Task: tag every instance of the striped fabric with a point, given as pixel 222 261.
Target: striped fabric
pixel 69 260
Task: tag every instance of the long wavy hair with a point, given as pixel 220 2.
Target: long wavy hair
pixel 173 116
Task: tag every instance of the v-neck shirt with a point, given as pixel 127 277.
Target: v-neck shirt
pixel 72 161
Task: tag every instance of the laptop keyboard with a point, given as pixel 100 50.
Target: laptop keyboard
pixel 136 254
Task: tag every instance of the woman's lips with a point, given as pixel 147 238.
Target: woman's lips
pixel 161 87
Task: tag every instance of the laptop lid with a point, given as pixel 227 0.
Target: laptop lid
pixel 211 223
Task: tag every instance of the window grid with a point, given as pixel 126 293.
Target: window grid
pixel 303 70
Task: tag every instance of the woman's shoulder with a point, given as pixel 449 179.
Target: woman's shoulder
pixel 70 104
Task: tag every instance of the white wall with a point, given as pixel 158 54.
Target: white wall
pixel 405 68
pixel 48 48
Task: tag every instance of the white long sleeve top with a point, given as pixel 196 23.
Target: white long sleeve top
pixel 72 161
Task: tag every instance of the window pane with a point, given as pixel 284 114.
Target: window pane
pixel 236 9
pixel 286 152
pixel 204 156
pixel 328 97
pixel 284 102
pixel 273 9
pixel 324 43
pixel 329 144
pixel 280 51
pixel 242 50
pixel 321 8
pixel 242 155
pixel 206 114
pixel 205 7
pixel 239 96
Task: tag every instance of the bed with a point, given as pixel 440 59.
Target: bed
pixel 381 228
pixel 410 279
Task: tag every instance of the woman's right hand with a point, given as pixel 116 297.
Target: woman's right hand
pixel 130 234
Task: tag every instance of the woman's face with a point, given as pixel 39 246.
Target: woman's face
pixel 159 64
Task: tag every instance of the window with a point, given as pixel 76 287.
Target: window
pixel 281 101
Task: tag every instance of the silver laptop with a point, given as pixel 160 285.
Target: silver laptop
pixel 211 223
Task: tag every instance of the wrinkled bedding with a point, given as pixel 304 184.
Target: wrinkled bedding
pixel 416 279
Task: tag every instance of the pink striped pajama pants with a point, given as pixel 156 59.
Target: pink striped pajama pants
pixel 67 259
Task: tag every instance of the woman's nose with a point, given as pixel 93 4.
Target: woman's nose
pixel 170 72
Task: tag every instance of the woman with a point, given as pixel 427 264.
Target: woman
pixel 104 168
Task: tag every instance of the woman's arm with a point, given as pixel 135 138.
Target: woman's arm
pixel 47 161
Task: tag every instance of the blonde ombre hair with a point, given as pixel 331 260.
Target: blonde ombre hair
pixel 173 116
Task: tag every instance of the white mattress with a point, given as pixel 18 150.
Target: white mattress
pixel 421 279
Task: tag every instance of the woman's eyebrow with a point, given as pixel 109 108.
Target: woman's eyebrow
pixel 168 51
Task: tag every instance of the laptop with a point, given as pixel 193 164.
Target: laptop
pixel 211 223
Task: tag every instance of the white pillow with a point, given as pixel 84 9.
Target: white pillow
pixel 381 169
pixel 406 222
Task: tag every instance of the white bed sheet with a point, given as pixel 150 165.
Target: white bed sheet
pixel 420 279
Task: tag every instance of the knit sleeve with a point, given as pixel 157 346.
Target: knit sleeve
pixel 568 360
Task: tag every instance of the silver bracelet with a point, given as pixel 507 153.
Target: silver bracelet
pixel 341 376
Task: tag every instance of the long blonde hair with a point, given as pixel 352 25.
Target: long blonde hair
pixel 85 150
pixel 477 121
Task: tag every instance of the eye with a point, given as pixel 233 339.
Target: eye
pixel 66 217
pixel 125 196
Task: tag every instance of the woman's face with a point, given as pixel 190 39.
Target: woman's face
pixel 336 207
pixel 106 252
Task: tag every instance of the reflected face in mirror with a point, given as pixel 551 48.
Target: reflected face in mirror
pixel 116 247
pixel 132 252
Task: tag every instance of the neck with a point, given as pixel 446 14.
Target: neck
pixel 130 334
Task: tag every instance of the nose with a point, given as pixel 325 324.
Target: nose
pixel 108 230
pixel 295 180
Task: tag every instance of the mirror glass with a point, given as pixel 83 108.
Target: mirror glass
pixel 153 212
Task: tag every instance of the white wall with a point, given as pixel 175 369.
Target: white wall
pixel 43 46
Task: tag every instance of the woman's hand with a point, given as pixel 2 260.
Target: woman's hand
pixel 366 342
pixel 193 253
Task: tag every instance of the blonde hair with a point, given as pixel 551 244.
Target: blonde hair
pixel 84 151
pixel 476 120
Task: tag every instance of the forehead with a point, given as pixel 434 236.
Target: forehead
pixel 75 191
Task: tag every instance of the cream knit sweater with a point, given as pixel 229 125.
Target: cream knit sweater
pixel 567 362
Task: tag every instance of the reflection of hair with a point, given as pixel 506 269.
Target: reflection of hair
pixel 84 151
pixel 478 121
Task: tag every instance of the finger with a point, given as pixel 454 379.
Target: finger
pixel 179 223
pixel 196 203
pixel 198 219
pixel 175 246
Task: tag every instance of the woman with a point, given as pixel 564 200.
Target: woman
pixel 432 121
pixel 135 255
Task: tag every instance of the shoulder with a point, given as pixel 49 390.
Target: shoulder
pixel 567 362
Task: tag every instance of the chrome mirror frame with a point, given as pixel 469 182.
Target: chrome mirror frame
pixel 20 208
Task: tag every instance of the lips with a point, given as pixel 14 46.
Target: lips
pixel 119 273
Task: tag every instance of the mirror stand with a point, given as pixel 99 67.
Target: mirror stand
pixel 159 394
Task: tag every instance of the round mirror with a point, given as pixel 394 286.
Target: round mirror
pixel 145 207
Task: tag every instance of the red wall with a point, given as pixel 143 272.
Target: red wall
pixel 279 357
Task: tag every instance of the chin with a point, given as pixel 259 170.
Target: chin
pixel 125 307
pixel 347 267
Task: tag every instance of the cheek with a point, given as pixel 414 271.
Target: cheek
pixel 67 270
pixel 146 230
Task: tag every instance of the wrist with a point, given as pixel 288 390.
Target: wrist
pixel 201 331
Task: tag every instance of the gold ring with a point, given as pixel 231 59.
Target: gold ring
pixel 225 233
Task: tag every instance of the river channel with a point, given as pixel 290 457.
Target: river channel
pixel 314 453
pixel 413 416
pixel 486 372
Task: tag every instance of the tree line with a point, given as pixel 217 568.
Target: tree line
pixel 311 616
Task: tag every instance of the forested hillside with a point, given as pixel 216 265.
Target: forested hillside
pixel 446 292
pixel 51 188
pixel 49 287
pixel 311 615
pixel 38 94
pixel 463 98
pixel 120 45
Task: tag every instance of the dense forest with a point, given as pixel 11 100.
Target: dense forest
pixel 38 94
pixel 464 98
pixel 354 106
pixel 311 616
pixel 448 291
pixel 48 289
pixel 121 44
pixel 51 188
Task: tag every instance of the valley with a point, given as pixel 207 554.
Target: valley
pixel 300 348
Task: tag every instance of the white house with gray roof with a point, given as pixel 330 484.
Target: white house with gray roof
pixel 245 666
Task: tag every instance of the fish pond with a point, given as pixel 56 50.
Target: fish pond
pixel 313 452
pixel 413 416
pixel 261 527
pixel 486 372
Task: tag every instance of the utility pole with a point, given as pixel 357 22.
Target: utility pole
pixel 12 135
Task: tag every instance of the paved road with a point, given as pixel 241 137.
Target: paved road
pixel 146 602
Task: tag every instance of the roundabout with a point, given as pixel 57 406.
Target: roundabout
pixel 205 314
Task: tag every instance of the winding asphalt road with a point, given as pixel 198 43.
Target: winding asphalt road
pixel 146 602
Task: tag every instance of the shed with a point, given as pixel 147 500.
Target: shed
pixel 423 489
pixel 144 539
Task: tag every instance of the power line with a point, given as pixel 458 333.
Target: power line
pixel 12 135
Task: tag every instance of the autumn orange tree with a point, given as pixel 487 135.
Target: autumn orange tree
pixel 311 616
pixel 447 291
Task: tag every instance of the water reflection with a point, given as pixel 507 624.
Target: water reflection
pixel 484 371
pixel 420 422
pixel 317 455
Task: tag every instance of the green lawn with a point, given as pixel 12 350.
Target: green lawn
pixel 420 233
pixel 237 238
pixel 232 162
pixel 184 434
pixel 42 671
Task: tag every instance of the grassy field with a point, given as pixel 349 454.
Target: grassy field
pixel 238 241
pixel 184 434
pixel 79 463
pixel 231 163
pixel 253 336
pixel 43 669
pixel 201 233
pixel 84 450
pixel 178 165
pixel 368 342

┄┄┄┄┄┄┄┄┄┄┄┄┄┄┄┄┄┄┄┄

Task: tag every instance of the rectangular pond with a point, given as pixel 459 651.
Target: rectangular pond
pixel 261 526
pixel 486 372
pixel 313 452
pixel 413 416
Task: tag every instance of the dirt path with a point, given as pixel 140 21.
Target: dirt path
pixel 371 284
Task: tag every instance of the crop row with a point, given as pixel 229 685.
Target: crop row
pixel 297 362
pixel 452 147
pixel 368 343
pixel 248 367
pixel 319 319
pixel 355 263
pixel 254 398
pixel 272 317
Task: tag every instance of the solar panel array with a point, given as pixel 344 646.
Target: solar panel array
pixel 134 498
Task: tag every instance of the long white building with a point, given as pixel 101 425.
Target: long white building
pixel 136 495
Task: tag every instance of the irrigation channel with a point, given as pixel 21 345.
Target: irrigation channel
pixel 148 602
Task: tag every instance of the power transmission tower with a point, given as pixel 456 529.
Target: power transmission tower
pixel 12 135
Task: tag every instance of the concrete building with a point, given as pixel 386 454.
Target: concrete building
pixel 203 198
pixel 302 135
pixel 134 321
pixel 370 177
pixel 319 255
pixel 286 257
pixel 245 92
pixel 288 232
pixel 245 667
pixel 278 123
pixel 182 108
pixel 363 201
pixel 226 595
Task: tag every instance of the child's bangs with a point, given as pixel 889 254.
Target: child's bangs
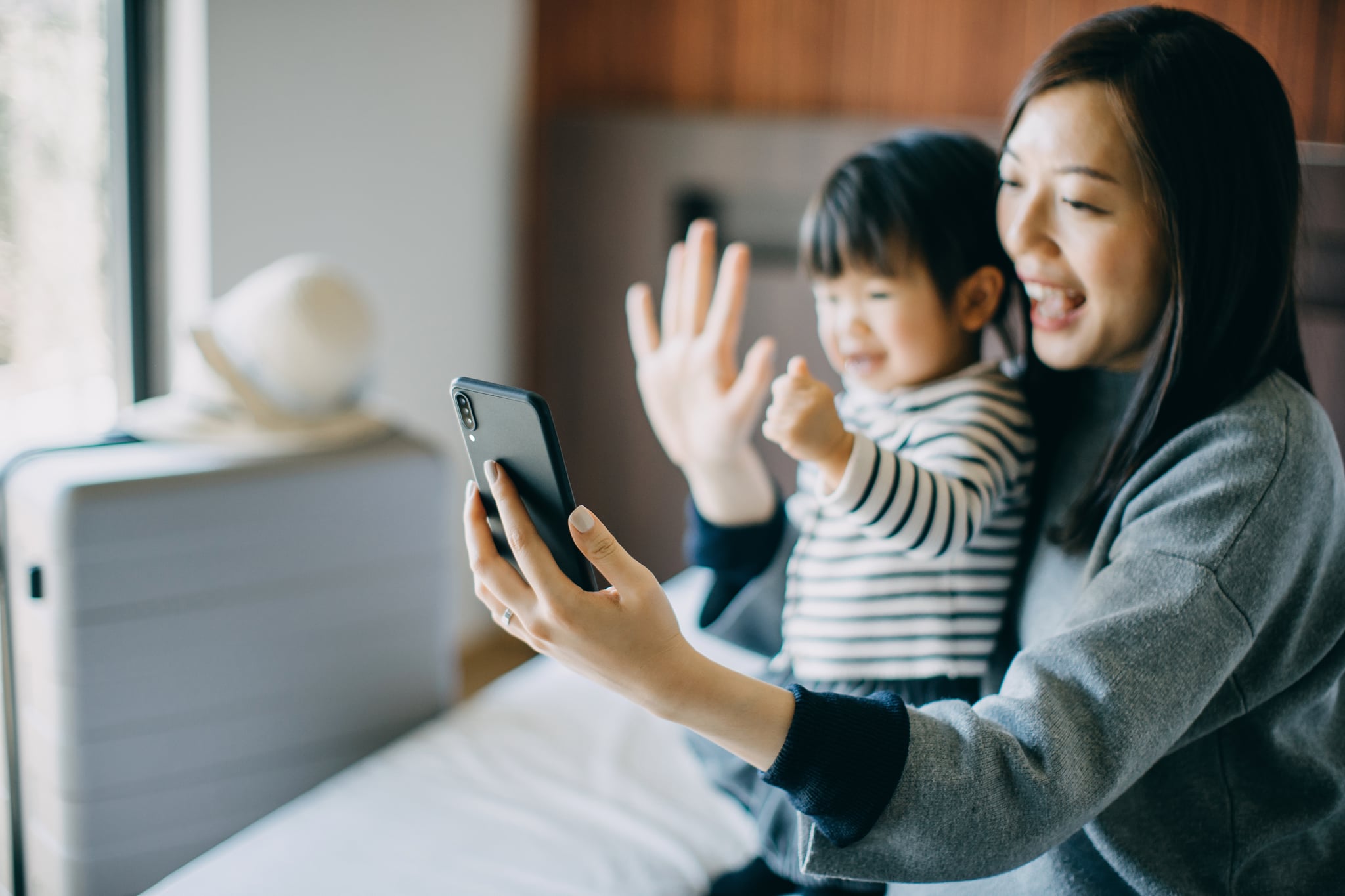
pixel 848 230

┄┄┄┄┄┄┄┄┄┄┄┄┄┄┄┄┄┄┄┄

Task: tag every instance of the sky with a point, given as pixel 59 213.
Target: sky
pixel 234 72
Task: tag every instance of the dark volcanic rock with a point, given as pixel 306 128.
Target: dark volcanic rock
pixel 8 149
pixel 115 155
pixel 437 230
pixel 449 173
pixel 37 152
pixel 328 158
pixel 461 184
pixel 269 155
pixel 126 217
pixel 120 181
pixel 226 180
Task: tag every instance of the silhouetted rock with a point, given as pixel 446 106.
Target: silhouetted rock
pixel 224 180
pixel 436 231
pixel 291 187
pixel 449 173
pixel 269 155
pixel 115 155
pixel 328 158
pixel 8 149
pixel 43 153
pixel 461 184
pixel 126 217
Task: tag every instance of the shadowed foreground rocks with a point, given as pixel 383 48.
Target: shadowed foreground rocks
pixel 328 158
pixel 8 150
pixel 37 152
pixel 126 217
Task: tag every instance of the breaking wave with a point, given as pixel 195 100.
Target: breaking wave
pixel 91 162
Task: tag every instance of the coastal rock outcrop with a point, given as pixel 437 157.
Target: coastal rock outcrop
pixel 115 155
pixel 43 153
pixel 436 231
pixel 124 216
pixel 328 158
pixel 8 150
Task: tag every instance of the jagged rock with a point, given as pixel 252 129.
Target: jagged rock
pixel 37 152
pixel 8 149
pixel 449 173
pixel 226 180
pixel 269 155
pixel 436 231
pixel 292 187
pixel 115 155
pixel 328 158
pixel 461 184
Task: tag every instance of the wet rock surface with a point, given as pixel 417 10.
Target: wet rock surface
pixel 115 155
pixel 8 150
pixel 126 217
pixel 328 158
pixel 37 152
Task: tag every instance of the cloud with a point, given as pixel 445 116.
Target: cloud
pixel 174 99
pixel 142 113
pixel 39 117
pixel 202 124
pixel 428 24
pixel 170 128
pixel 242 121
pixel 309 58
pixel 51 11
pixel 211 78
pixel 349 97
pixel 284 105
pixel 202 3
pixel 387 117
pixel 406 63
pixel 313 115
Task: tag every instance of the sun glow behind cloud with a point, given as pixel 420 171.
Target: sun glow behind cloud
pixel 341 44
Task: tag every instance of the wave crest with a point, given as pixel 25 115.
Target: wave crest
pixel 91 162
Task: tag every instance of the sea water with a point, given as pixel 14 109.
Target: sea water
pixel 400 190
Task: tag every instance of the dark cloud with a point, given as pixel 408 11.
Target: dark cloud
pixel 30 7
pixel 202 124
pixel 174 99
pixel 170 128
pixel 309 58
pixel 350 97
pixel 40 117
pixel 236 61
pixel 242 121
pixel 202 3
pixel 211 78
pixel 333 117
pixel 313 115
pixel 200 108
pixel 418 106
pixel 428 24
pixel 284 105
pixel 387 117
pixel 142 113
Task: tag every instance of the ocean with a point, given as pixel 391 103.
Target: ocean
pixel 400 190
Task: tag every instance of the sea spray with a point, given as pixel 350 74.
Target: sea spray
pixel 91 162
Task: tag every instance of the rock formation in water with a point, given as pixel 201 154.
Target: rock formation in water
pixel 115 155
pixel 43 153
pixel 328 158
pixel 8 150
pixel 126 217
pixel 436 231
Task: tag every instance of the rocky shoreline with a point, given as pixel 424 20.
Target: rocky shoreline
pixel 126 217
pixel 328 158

┄┄┄┄┄┄┄┄┄┄┄┄┄┄┄┄┄┄┄┄

Copy the lines between the one containing "Task: tag every instance of the grassy" and the one containing "pixel 368 342", inclusive, without changing anything.

> _Exercise result_:
Task: tag every instance of the grassy field with a point, given as pixel 349 454.
Target: grassy field
pixel 238 241
pixel 184 434
pixel 79 463
pixel 231 163
pixel 253 336
pixel 43 669
pixel 201 233
pixel 84 450
pixel 178 165
pixel 368 342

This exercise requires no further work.